### ACTIVITY LIST
1. In the article about Hilma Kauk's soup, what does a person pay to eat the soup at the church bazaar?
2. Rewrite the lines of the rows from the one containing "The prompts of" through the one containing "positive clicks: (133, 62)", inclusive, as a Markdown table with the columns No. and Line. Number each line and omit any blank lines.

### STUDY TEXT
NAPOLEON Ray Kauk likes to sit at the kitchen table and watch his wife's hands do what he's seen them do a thousand times.

Hilma Kauk handles flour, eggs and milk like the expert she's become in 76 years.

She makes old-time food for the soul with those ingredients. And while the steam heats their kitchen, Ray Kauk remembers when he didn't eat and his healthy farm boy flesh dwindled down to 78 pounds.

He was in World War II, a half a world away from his Napoleon home, his upper thighs and stomach shot up from machine gun fire, a prisoner of the German Nazi forces.

He is 80 now and he remembers, but he doesn't like to much. The nightmares are still with him, he said.

Friday, he sat at the table, while his wife, Hilma, prepared her special soup. He keeps her company that way.

Their home just off the highway going through town, was warm and humid, a cozy welcome after the cold wind brewing outside.

Hilma Kauk's soup is so special, it's advertised like that.

Today, about 20 gallons of it will be served at the annual Trinity Lutheran Church bazaar, lunch and bake sale starting at 11 a.m.

On the menu, it says right in the ad, is "Hilma's Special soup." The cost is $5 for all a person can eat, and usually, it's all gone in a few hours.

Ray Kauk is not only her husband, he's her greatest fan.

"She's the best cook in Napoleon, and the best baker," he said.

Napoleon is the epicenter of good German cooking, and while it may be true, it is surely wise, for Ray Kauk to say so.

Hilma Kauk said the preparation of so much of her special soup is more work for her than it used to be.

But it's a way to serve her church and, on a cold day, to help take the chill off her fellow town and country folks.

She spends the day making knoephle the way she likes them soft and snipped fairly small into boiling water.

Batch after batch the same, the knoephle resting in big bowls on the counter, dressed in butter and spooned over until they cool.

Next she makes a savory chicken stock and lets that cool overnight.

Today, about 9 a.m., she'll head over to the church.

There the broth, like water into wine, will magically multiply into kettle after kettle, heated up to cook vegetables of onion, celery and potato and finally laced with hot milk and the perfect knoephle.

Simple, nutritious and cheap besides, she says.

### GIVEN RECORDS
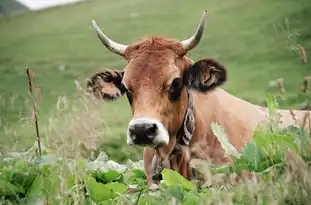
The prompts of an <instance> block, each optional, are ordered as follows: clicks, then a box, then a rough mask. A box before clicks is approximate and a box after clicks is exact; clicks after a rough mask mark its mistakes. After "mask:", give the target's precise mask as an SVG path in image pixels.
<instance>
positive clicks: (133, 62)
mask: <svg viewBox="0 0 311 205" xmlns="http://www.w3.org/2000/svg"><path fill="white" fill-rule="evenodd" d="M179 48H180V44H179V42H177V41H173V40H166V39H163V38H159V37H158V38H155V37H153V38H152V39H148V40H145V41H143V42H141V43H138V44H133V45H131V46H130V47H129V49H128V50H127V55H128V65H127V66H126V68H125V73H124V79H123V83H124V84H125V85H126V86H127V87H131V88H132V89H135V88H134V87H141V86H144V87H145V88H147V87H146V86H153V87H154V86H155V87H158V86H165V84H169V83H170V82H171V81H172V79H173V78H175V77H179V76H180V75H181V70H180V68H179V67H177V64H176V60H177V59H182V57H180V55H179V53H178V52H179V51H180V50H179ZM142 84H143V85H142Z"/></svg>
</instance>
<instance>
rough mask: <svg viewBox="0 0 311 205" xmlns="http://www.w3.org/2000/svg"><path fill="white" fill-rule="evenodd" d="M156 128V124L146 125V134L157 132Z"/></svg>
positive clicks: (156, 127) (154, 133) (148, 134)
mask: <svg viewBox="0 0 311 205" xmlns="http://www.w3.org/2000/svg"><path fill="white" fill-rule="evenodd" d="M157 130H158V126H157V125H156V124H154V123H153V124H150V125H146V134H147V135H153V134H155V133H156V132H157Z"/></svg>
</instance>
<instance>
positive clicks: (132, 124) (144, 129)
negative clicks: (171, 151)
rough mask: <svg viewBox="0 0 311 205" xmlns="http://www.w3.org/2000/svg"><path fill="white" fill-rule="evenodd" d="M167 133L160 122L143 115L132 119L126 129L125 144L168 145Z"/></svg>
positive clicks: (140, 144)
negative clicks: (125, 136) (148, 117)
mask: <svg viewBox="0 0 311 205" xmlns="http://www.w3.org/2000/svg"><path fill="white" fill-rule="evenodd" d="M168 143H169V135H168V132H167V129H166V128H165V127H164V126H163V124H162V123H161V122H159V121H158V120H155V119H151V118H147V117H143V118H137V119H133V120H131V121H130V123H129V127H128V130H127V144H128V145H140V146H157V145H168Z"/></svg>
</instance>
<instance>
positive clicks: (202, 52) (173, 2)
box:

...

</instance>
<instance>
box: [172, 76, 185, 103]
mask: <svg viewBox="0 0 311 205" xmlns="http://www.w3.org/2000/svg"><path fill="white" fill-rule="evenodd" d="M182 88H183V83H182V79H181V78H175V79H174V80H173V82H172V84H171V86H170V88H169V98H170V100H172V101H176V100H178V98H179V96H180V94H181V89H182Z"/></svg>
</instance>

### RESPONSES IN ORDER
1. The cost is $5 for all a person can eat.

2.
| No. | Line |
|---|---|
| 1 | The prompts of an <instance> block, each optional, are ordered as follows: clicks, then a box, then a rough mask. A box before clicks is approximate and a box after clicks is exact; clicks after a rough mask mark its mistakes. After "mask:", give the target's precise mask as an SVG path in image pixels. |
| 2 | <instance> |
| 3 | positive clicks: (133, 62) |